*Entries provided*:
== Segment start ==

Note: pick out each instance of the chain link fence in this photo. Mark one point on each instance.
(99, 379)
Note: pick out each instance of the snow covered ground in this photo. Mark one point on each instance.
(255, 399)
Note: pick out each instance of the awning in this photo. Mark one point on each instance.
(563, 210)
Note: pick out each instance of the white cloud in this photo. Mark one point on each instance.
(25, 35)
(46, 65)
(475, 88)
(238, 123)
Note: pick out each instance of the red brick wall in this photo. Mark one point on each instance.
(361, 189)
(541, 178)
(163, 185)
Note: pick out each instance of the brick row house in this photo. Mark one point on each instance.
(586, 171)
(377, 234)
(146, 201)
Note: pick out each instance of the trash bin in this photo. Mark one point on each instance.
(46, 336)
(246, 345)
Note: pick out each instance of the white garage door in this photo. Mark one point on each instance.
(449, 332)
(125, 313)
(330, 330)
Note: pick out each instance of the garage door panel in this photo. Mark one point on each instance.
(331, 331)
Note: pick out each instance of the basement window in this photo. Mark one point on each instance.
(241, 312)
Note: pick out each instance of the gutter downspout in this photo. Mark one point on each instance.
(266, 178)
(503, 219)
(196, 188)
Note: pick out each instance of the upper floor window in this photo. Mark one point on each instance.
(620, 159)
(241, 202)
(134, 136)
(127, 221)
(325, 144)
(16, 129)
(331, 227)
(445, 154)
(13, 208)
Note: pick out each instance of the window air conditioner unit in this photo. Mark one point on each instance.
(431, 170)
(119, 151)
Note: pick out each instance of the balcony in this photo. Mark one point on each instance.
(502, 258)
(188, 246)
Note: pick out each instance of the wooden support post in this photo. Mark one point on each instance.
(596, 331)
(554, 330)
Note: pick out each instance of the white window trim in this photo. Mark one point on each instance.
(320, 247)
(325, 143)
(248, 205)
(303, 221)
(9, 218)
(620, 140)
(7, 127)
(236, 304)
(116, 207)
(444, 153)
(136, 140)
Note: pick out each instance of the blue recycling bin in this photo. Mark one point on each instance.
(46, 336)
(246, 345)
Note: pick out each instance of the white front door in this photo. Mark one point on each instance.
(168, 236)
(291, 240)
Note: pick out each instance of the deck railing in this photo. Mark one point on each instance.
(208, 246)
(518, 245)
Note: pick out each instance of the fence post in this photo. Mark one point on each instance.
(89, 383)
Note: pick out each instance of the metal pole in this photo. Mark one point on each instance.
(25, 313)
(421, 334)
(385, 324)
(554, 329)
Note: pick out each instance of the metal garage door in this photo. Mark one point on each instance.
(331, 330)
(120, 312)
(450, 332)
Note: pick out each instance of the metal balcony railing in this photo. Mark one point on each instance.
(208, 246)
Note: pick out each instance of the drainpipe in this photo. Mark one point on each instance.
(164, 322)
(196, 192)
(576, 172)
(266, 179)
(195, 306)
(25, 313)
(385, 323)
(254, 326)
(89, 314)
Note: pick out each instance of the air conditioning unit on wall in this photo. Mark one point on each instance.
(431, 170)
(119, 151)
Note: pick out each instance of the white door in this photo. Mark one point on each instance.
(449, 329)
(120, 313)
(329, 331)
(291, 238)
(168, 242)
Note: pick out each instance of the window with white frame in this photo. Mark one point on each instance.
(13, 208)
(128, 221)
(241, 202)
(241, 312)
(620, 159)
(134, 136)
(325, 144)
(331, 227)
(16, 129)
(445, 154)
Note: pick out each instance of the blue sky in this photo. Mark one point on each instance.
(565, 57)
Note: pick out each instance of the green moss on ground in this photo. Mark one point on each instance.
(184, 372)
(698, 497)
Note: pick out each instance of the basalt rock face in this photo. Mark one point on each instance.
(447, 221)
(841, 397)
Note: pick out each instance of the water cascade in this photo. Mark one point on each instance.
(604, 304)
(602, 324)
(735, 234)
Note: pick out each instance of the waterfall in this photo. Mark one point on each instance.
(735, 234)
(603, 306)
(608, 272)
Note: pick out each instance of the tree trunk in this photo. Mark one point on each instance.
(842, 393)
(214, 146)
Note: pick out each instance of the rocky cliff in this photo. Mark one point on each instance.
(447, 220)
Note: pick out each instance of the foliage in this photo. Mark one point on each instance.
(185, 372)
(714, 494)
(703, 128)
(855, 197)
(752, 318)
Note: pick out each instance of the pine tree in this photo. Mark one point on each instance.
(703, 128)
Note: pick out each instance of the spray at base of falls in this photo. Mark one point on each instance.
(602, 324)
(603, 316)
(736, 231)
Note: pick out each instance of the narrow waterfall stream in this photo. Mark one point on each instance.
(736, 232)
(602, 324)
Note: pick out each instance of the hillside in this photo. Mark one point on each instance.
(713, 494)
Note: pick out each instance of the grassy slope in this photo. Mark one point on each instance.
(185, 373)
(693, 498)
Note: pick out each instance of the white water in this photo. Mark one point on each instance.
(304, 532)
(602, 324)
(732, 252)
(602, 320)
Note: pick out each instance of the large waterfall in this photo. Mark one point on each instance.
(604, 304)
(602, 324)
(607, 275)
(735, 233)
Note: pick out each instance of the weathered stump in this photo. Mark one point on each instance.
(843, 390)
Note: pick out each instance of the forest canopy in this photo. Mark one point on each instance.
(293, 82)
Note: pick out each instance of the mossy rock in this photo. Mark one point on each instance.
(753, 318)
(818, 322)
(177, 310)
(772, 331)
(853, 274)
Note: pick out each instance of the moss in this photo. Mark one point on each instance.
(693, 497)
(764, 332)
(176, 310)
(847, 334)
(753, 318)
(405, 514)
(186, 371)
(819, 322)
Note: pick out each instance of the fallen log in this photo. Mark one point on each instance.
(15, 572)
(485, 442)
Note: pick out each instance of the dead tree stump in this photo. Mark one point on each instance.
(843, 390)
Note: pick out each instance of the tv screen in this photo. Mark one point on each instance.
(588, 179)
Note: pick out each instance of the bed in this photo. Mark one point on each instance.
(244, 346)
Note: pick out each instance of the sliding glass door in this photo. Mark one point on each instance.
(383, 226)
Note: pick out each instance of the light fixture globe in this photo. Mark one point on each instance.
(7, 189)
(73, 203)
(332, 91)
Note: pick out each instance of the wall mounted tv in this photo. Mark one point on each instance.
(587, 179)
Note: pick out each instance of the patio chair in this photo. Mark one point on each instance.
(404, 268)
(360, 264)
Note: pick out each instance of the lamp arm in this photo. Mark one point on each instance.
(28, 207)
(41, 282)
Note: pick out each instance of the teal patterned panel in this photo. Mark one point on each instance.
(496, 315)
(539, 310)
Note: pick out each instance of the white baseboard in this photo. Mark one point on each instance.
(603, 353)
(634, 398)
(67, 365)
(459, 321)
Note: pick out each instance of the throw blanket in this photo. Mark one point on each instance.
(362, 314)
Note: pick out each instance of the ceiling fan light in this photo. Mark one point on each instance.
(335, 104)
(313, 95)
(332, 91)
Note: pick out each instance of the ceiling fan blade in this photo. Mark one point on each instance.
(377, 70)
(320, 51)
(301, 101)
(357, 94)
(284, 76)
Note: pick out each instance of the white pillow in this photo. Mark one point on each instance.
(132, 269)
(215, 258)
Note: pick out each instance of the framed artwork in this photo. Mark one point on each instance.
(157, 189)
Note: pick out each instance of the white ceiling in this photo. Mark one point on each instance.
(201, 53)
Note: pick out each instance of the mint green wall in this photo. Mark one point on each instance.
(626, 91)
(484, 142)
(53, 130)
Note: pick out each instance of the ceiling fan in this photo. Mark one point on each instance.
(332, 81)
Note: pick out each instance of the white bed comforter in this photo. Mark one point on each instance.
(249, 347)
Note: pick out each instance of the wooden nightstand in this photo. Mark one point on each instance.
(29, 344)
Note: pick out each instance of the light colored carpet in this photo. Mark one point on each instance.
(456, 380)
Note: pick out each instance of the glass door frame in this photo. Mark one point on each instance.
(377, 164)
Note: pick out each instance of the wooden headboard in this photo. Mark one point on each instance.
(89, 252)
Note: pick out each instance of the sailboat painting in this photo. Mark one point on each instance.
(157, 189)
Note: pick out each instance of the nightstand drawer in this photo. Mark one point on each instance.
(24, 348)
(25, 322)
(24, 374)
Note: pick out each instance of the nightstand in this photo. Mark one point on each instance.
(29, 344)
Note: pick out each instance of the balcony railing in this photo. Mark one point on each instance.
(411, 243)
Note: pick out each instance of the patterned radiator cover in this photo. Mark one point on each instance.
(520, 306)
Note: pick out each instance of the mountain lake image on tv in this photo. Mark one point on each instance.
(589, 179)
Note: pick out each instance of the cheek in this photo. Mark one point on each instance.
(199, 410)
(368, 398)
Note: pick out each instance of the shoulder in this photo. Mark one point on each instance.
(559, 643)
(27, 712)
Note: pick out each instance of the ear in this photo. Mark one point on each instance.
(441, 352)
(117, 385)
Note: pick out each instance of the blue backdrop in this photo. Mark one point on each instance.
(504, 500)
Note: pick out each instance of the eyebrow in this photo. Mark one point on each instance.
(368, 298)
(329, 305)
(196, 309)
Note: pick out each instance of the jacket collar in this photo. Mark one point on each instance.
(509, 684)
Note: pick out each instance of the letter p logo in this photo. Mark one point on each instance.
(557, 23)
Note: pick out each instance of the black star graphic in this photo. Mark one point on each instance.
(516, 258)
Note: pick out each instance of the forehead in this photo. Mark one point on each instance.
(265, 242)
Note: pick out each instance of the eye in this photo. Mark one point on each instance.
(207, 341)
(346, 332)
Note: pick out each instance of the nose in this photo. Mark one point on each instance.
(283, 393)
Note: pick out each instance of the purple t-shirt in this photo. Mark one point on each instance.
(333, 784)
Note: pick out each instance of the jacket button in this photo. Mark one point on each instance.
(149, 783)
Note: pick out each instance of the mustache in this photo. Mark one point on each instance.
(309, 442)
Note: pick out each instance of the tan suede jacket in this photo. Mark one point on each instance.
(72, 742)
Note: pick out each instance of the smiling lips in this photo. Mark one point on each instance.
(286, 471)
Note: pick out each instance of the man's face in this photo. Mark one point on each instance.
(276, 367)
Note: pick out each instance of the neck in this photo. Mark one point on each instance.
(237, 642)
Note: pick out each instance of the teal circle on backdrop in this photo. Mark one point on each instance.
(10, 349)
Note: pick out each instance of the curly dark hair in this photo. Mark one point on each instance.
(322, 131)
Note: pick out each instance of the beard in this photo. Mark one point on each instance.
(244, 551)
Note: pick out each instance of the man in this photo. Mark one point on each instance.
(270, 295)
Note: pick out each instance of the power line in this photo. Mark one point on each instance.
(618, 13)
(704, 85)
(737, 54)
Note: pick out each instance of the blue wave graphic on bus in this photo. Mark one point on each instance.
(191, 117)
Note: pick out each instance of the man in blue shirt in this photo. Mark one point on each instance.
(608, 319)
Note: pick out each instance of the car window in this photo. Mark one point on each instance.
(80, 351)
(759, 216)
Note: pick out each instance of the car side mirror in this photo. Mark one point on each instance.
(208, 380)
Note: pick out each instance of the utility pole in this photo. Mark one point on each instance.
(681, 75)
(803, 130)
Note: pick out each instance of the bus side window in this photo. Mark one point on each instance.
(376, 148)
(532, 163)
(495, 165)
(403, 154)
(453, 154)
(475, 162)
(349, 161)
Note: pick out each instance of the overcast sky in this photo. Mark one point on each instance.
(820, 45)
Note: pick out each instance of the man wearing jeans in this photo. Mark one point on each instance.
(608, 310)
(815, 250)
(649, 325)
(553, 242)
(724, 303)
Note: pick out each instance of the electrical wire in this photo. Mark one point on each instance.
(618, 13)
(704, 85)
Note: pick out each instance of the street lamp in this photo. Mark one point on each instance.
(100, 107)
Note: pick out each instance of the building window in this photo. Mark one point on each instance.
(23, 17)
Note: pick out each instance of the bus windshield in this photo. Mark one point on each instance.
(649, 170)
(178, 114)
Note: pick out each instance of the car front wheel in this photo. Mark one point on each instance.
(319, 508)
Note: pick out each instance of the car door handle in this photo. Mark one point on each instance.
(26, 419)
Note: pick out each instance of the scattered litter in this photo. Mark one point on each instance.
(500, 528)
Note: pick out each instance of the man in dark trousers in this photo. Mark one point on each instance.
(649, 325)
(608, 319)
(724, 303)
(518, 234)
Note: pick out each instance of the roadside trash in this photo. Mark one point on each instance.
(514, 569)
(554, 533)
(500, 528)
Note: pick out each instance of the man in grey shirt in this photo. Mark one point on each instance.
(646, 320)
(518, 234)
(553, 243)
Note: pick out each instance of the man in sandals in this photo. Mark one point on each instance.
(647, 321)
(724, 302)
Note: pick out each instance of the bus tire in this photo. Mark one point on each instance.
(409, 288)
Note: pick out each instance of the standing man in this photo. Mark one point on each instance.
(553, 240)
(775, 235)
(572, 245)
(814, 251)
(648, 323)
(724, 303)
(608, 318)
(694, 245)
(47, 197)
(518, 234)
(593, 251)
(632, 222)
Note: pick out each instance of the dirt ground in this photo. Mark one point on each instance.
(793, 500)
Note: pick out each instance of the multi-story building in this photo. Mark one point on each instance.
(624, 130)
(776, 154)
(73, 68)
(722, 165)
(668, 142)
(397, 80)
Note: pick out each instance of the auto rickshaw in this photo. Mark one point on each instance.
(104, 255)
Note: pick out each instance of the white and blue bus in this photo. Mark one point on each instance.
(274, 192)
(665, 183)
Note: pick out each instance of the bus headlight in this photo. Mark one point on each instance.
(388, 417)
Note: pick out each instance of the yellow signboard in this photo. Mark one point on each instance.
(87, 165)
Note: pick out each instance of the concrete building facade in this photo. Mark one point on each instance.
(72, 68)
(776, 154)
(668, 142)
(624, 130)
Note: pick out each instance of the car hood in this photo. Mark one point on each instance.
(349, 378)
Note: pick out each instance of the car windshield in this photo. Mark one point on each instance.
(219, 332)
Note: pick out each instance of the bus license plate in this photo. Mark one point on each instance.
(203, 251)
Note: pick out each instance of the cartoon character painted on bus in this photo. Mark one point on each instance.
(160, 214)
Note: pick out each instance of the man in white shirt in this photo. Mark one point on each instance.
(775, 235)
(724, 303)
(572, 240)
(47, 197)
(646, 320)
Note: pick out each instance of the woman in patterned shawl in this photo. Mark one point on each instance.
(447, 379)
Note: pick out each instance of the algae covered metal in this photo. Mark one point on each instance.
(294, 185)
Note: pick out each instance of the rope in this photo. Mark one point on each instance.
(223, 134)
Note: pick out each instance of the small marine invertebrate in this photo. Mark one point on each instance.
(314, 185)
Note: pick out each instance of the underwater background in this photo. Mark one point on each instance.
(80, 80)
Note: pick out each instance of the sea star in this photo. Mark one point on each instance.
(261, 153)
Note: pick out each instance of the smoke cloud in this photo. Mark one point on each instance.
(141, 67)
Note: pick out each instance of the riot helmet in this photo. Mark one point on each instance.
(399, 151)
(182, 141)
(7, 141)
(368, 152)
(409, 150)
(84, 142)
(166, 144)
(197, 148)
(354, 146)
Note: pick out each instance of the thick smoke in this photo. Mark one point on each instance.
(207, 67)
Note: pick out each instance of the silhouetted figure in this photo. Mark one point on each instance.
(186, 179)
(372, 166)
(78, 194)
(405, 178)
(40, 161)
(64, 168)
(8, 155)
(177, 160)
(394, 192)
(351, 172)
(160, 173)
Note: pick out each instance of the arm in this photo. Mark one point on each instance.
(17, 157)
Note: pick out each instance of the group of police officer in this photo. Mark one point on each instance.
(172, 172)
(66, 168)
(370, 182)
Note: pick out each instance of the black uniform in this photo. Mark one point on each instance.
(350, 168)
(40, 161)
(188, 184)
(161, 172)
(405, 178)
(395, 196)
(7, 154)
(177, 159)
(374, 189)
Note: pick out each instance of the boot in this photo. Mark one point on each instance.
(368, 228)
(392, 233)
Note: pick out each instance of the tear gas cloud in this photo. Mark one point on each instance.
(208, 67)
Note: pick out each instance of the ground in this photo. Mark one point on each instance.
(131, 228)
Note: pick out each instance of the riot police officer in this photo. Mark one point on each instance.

== Segment end ==

*The problem*:
Starting from the line that contains "Note: pick out each instance of the tear", transcribe each line to the end of the records above. Please add nothing.

*Response to the task*:
Note: pick out each instance of the tear gas cloud in this photo. Mark one point on each instance.
(208, 67)
Note: pick out each instance of the ground in this photo. Mark one point on each instance.
(131, 228)
Note: pick out each instance of the riot police officer in this photo. Mark one point on each instance.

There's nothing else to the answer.